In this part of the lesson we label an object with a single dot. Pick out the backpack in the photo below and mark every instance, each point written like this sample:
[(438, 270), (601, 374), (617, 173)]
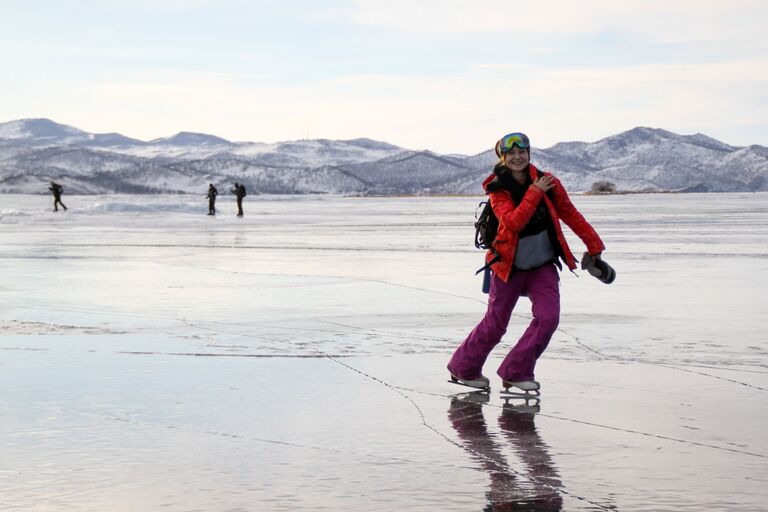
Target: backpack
[(486, 225)]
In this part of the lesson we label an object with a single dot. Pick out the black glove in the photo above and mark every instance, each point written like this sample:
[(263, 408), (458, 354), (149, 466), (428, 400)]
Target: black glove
[(598, 268)]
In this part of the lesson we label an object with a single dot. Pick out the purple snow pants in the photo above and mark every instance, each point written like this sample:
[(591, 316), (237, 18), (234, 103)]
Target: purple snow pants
[(542, 286)]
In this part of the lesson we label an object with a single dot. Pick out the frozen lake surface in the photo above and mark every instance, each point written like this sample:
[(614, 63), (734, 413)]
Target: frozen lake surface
[(155, 358)]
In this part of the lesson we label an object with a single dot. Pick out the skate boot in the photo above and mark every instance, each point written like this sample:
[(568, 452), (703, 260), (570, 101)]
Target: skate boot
[(523, 389), (481, 382)]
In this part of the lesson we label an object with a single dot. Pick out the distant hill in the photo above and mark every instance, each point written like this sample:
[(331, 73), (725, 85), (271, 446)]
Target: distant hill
[(36, 151)]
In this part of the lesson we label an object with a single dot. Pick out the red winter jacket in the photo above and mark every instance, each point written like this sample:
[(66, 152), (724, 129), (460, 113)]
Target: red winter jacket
[(512, 220)]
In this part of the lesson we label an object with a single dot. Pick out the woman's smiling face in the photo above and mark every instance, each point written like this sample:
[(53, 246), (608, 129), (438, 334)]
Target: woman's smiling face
[(516, 159)]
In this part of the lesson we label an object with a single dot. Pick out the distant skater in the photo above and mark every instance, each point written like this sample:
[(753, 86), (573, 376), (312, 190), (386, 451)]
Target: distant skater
[(57, 191), (212, 193), (524, 260), (239, 191)]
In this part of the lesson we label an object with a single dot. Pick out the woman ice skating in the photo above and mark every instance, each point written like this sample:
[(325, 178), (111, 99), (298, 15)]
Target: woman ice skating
[(524, 259), (57, 190)]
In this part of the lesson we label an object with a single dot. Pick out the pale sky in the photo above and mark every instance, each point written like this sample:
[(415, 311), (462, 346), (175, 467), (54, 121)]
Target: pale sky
[(451, 76)]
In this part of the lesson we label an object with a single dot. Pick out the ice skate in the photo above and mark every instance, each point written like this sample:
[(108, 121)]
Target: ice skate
[(481, 382), (521, 389)]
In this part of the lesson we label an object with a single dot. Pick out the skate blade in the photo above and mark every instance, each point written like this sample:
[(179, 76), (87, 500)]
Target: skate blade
[(533, 393)]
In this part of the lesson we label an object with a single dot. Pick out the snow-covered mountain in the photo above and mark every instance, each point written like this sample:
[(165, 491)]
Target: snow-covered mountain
[(36, 151)]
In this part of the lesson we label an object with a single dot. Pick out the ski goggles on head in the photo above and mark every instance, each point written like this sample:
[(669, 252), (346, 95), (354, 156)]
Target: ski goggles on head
[(506, 143)]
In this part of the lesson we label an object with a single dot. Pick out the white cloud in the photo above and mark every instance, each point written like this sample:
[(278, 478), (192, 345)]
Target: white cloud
[(460, 114)]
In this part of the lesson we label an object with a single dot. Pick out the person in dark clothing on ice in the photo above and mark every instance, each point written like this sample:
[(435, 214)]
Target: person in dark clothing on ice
[(212, 193), (239, 191), (57, 191)]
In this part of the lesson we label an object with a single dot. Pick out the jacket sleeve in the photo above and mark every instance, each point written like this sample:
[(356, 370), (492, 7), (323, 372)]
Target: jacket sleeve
[(514, 218), (575, 220)]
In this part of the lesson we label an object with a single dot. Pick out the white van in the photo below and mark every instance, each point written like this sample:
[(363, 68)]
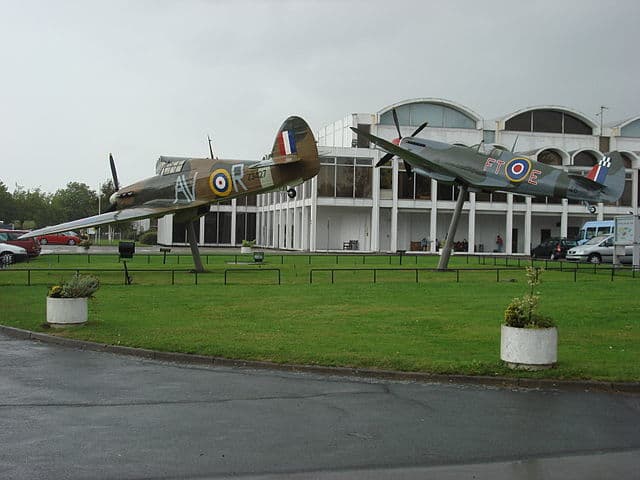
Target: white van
__________
**ABOUT THIS EXERCISE**.
Using the records above, copy word for word the line with "Target: distant hill", the line with "[(53, 246), (608, 129), (438, 334)]", and every line between them.

**RESPONSE TO THIS TASK**.
Target: distant hill
[(36, 151)]
In this part of the lesson we label an object with a single dot. Pick out the red winter jacket in the photo above and mark every instance, each point written like this sample:
[(66, 152), (724, 129), (460, 113)]
Target: red winter jacket
[(512, 220)]
In this part of the lesson we label an object with a single dot. Pick out the woman's smiling face in the photo above and mark every instance, each point written like this sample:
[(53, 246), (608, 129), (438, 334)]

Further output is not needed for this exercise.